_Written tasks:_
1. Answer these questions from the Norwegian Cruise Line 2012 results release.
(a) By what percentage did Adjusted EBITDA increase in the fourth quarter of 2012?
(b) What was the Company's fuel price per metric ton, net of hedges, for 2012?
(c) What net income did the Company report for 2011?
2. Translate this sentence from the Norwegian Cruise Line 2012 results release into Spanish: "Revenue for the full year 2012 increased 2,6% to $2.276,2 million from $2.219,3 million."
3. For each statement, say whether the Norwegian Cruise Line 2012 results release supports it, and quote the deciding words.
(a) The fourth quarter of 2012 was the eighteenth consecutive quarter of year-over-year Adjusted EBITDA growth.
(b) The Breakaway Plus ship was ordered for delivery in Q4 2014.
(c) Net Cruise Cost per Capacity Day rose in 2012.

_Extracted text:_
Wiesbaden,
February 13, 2013 – Norwegian Cruise Line (NASDAQ: NCLH, Norwegian
Cruise Line Holdings Ltd., NCL Corporation Ltd., “Norwegian” or
“the Company”), has reported results for the quarter and year
ended December 31, 2012.
2012
Full Year Highlights
· Net
income of $173,1 million and diluted EPS of $0,97, excluding
share-based compensation charge detailed below
· Adjusted
EBITDA increase of 10%
· Net
Yield increase of 1,6% (2,4% on a Constant Currency basis)
· Net
Cruise Cost per Capacity Day Excluding Fuel (“NCC ex Fuel”)
decrease of 5,3% (decrease of 4,6% on a Constant Currency basis)
· Expansion
of new build programme with order for Breakaway Plus ship for
delivery in Q4 2015 with option for second ship
2012
Fourth Quarter Highlights
· Net
income of $5,6 million and diluted EPS of $0,04, excluding
share-based compensation charge detailed below
· Adjusted
EBITDA increase of 17%
· Net
Yield increase of 2,5% (2,7% on a Constant Currency basis)
· NCC
ex Fuel decrease of 6,7% (decrease of 5,9% on a Constant Currency
basis)
“We
are very pleased to begin our journey as a public company by posting
strong results for 2012,” said Kevin Sheehan, President and Chief
Executive Officer of Norwegian Cruise Line. “In addition, our
fourth quarter results marked our eighteenth consecutive quarter of
year-over-year Adjusted EBITDA growth,” continued Sheehan.
2012
Full Year Results
The
Company reported full year 2012 net income of $173,1 million, or
$0,97 diluted EPS, before a non-recurring, non-cash share-based
compensation charge of $4,5 million related to former CEO, compared
to net income of $126,9 million, or $0,71 diluted EPS, in 2011.
Revenue
for the full year 2012 increased 2,6% to $2.276,2 million from
$2.219,3 million. Net Yield increased 1,6%, or 2,4% on a Constant
Currency basis, from higher yields from both passenger ticket and
on-board and other revenue. NCC ex Fuel decreased 5,3% in the
period, or 4,6% on a Constant Currency basis, as a result of cost
improvement initiatives in all line items. The Company’s fuel price
per metric ton, net of hedges, increased to $664 from $571 from the
same period last year. Despite the increase in fuel price, Net Cruise
Cost per Capacity Day decreased 1,0%, or 0,5% on a Constant Currency
basis.

_Material shown:_
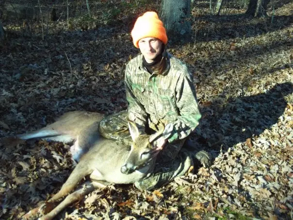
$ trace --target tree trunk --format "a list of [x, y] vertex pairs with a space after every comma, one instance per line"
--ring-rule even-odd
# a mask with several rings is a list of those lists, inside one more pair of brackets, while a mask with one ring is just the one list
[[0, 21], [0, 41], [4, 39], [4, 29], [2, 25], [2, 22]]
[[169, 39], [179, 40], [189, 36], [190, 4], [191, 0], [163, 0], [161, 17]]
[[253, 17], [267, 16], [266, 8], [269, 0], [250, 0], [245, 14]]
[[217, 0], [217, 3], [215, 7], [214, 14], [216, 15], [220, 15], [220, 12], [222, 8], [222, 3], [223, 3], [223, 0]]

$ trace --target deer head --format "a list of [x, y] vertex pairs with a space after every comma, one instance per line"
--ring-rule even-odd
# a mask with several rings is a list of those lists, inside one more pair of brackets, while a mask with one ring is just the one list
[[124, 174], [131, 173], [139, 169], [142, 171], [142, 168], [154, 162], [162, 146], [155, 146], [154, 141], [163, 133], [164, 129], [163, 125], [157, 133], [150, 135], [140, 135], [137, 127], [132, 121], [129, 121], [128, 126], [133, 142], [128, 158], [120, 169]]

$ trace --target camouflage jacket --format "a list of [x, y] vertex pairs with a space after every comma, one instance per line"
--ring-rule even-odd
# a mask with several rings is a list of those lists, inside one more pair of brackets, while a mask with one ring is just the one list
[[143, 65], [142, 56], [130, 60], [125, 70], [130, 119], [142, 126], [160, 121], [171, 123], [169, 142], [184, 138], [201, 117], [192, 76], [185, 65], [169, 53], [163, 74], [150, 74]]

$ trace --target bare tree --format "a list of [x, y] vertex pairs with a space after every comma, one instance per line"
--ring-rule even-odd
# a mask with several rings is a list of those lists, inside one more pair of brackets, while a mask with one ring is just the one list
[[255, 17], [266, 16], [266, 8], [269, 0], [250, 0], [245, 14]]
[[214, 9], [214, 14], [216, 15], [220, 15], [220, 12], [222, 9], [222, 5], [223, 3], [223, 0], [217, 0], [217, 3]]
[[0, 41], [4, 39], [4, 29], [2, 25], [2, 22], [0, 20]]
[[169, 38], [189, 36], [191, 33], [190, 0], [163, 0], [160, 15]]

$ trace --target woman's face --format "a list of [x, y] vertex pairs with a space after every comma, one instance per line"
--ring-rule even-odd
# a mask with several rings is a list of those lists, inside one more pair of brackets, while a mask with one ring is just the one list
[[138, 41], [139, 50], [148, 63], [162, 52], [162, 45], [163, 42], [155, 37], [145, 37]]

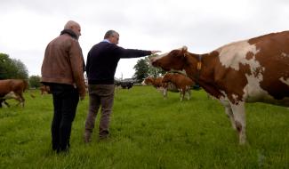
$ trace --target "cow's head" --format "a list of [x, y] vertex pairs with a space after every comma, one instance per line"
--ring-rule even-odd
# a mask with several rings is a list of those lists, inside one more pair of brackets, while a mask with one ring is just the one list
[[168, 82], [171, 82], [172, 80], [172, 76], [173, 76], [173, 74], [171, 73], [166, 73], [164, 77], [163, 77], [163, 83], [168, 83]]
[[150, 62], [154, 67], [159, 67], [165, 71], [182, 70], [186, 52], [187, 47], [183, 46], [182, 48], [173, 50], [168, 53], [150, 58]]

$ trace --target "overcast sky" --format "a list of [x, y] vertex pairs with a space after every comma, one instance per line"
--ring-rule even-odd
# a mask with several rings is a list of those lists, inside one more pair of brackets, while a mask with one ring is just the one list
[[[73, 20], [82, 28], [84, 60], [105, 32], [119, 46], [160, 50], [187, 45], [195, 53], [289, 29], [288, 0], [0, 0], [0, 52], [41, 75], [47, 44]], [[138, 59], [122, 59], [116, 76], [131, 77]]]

---

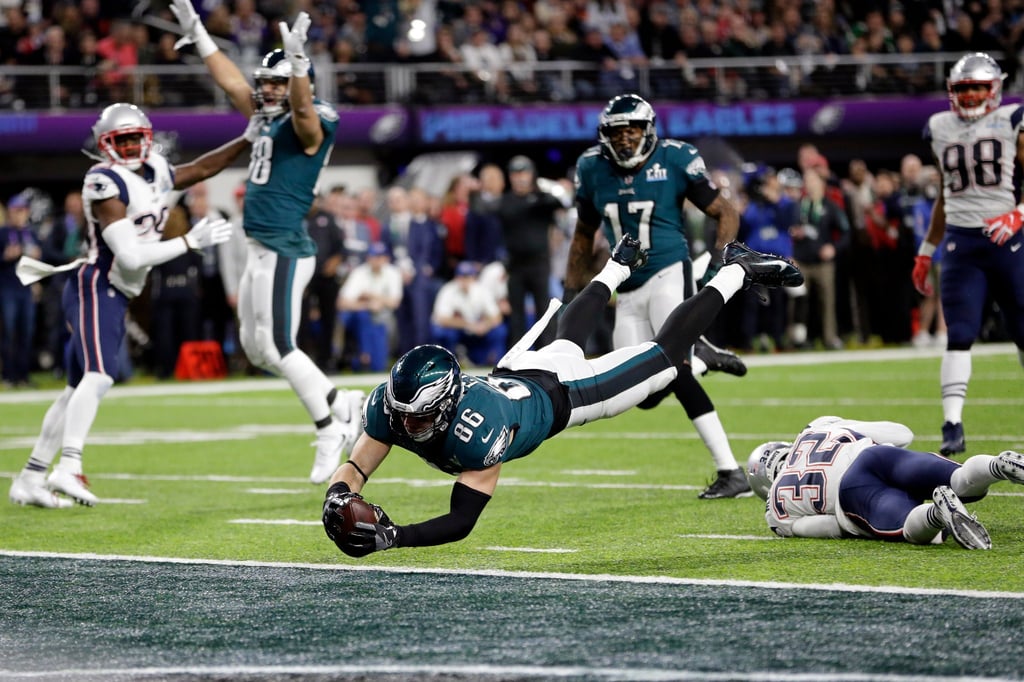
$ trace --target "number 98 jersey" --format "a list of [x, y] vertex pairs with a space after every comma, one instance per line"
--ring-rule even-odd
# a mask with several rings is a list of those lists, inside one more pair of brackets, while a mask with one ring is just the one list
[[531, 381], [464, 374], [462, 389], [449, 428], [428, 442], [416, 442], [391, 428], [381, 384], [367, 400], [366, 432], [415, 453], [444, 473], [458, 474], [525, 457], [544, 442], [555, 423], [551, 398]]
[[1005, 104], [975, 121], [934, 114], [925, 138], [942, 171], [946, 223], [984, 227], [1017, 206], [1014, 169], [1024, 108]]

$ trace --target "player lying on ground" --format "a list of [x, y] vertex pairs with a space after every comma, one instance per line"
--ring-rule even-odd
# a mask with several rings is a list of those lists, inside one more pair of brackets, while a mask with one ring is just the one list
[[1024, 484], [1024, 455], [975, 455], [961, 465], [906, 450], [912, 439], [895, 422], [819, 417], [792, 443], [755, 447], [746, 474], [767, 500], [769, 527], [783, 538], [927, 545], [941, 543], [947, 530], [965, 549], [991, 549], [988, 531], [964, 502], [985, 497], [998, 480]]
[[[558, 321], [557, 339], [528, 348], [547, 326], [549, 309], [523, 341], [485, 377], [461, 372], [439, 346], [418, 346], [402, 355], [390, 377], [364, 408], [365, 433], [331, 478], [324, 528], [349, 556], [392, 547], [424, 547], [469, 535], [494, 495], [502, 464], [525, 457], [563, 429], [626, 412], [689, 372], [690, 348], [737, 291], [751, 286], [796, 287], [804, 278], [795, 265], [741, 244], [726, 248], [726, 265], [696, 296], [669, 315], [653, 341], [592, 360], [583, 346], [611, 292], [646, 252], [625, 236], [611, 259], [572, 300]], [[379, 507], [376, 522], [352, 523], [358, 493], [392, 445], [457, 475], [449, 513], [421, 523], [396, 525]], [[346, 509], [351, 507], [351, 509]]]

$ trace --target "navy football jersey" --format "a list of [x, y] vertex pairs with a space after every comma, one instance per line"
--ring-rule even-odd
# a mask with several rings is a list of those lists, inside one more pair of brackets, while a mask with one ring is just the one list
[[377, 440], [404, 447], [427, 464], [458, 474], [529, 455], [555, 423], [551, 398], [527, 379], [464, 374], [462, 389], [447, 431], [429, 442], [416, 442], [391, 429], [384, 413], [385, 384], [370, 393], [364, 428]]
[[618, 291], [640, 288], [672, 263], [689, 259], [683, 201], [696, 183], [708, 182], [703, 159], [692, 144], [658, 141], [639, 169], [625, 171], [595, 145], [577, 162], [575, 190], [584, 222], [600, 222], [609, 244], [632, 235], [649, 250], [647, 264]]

--

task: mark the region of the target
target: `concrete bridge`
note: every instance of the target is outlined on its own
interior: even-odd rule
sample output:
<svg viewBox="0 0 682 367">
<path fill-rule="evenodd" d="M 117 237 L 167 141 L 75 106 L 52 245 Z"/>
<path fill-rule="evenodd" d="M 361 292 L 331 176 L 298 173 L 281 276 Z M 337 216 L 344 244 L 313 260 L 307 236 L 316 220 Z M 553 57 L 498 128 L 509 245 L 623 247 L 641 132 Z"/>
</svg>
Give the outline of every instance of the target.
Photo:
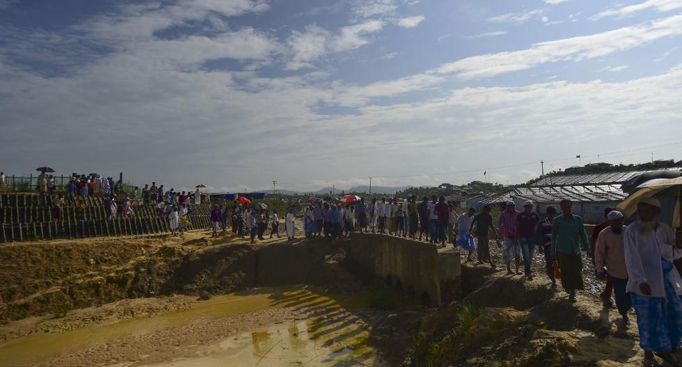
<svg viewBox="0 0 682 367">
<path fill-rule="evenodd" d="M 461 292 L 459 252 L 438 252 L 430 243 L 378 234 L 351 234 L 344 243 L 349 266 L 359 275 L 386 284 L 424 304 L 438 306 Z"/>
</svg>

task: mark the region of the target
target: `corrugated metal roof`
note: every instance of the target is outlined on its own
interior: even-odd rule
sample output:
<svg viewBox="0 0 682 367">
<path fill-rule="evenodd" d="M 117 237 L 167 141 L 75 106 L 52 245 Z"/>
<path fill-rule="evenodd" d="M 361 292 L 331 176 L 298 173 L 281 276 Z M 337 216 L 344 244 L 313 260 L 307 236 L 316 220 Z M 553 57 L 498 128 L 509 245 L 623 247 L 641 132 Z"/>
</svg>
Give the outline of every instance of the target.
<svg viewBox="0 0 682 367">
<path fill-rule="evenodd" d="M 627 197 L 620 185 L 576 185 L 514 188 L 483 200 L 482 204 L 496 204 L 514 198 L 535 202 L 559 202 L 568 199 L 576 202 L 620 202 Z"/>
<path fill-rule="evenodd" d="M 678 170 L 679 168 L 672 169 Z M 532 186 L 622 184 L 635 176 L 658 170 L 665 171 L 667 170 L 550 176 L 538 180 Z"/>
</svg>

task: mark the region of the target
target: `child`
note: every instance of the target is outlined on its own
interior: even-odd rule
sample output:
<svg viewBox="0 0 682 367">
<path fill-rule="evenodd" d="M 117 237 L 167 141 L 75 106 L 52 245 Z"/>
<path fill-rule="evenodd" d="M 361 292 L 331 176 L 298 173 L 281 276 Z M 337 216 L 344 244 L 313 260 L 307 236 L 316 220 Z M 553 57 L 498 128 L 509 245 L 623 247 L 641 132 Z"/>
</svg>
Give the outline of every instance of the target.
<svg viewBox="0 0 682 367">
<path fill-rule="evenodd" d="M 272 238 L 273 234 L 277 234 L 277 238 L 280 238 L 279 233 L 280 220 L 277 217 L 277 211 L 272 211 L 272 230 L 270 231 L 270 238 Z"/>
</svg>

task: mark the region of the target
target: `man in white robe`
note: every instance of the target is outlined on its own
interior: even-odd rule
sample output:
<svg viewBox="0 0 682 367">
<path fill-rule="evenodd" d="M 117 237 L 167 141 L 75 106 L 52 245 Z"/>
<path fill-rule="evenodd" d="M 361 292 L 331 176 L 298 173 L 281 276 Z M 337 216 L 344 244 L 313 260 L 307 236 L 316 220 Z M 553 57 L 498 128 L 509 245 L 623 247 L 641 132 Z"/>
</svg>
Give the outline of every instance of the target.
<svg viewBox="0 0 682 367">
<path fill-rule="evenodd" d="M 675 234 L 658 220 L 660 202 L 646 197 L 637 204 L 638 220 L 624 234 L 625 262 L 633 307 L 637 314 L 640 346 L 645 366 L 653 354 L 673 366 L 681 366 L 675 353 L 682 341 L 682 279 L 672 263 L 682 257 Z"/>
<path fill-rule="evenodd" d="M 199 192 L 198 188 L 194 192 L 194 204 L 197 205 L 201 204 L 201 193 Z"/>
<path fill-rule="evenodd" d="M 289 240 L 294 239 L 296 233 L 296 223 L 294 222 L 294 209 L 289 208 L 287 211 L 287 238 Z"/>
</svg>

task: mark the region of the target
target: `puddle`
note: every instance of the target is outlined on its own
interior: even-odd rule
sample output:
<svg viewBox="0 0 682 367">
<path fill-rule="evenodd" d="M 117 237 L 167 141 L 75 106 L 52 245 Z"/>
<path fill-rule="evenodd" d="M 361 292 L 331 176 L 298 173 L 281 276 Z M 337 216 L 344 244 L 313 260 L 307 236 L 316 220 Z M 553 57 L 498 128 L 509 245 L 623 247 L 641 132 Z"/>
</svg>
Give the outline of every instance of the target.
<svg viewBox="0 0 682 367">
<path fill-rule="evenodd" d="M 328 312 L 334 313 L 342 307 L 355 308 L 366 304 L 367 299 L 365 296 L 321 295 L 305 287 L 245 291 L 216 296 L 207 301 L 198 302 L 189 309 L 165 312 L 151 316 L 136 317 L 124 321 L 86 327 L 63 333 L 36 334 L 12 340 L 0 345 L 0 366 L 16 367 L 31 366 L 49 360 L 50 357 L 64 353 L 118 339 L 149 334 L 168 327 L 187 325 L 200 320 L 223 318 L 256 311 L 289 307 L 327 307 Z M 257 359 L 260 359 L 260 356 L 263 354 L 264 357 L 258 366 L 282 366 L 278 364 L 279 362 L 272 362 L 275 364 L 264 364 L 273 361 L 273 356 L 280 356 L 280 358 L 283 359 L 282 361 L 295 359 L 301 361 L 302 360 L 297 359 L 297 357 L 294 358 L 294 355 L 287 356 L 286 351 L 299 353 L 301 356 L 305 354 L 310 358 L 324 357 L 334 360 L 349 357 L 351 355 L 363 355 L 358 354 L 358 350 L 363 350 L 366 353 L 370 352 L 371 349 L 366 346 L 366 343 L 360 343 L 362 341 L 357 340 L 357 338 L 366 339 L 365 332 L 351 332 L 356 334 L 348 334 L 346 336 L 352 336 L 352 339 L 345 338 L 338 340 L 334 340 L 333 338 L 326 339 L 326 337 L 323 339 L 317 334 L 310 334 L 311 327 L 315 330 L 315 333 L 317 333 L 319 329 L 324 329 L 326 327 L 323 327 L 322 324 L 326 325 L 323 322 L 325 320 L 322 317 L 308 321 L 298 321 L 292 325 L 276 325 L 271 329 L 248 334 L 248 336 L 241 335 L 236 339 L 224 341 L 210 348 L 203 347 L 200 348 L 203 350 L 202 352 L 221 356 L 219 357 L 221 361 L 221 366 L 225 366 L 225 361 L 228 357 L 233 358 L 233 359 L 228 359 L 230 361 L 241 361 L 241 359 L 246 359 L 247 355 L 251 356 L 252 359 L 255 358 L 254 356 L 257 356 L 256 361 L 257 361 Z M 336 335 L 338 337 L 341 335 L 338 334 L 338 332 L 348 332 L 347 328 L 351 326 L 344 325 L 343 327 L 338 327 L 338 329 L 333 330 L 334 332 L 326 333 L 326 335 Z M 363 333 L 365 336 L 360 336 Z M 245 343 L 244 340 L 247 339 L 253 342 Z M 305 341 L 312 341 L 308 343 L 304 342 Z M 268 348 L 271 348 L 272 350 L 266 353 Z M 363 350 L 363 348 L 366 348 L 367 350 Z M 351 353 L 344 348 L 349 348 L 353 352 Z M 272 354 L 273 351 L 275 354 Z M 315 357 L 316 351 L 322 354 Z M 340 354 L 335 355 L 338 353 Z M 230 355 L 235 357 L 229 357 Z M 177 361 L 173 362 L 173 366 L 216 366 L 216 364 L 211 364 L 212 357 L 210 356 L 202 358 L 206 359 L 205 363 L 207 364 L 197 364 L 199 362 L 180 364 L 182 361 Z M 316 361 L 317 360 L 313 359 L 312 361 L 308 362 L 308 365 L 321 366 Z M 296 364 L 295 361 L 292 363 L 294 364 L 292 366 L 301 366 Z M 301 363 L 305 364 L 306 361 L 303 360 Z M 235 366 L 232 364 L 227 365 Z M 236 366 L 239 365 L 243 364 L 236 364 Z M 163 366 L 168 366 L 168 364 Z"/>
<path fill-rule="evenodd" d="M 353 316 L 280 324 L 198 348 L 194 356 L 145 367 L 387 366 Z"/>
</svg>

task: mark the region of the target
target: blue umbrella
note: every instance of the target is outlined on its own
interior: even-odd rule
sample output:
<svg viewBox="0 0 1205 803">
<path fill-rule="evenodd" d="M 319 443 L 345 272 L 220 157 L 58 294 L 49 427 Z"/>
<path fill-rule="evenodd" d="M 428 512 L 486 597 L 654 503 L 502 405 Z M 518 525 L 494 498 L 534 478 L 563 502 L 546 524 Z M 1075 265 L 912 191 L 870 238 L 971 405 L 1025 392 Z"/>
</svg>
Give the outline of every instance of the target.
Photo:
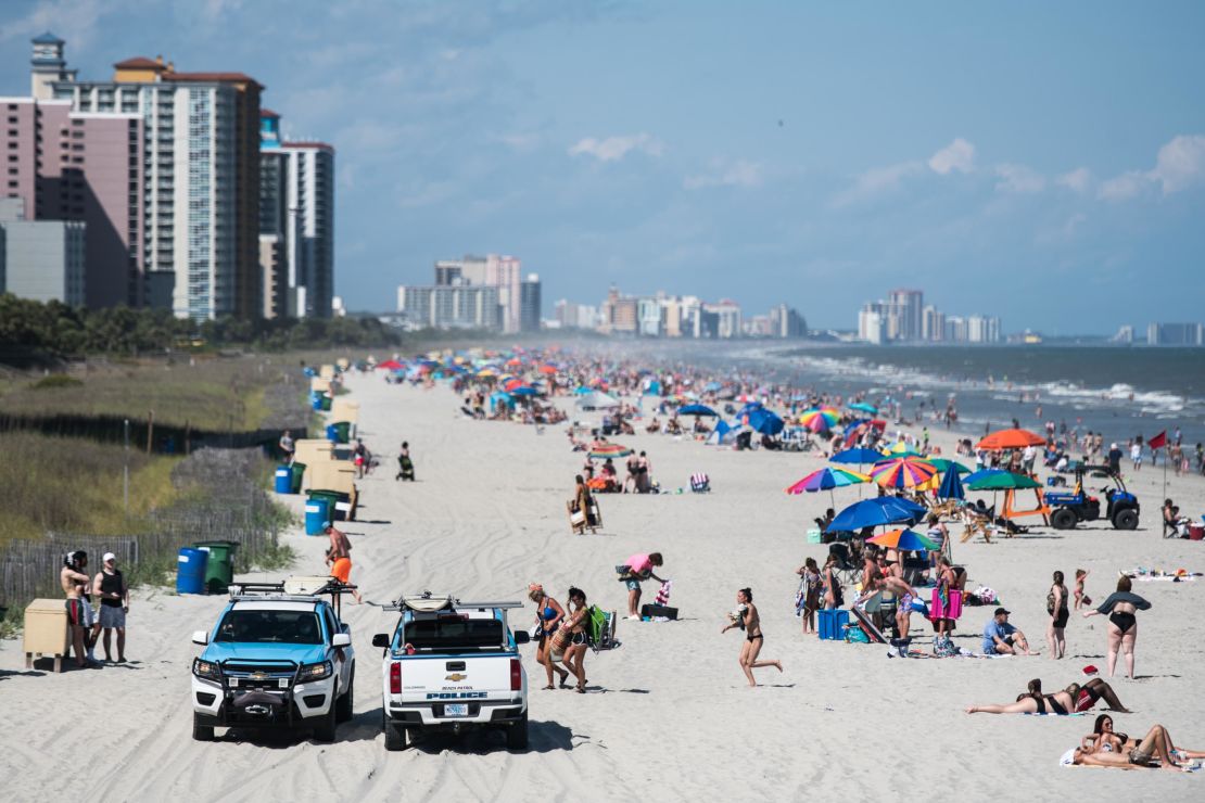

_Problem solutions:_
1.
(a) 17%
(b) $664
(c) $126,9 million

2. Los ingresos del año completo 2012 aumentaron un 2,6 %, hasta 2.276,2 millones de dólares, desde 2.219,3 millones de dólares.

3.
(a) Yes: "our fourth quarter results marked our eighteenth consecutive quarter of year-over-year Adjusted EBITDA growth"
(b) No: "Breakaway Plus ship for delivery in Q4 2015"
(c) No: "Net Cruise Cost per Capacity Day decreased 1,0%"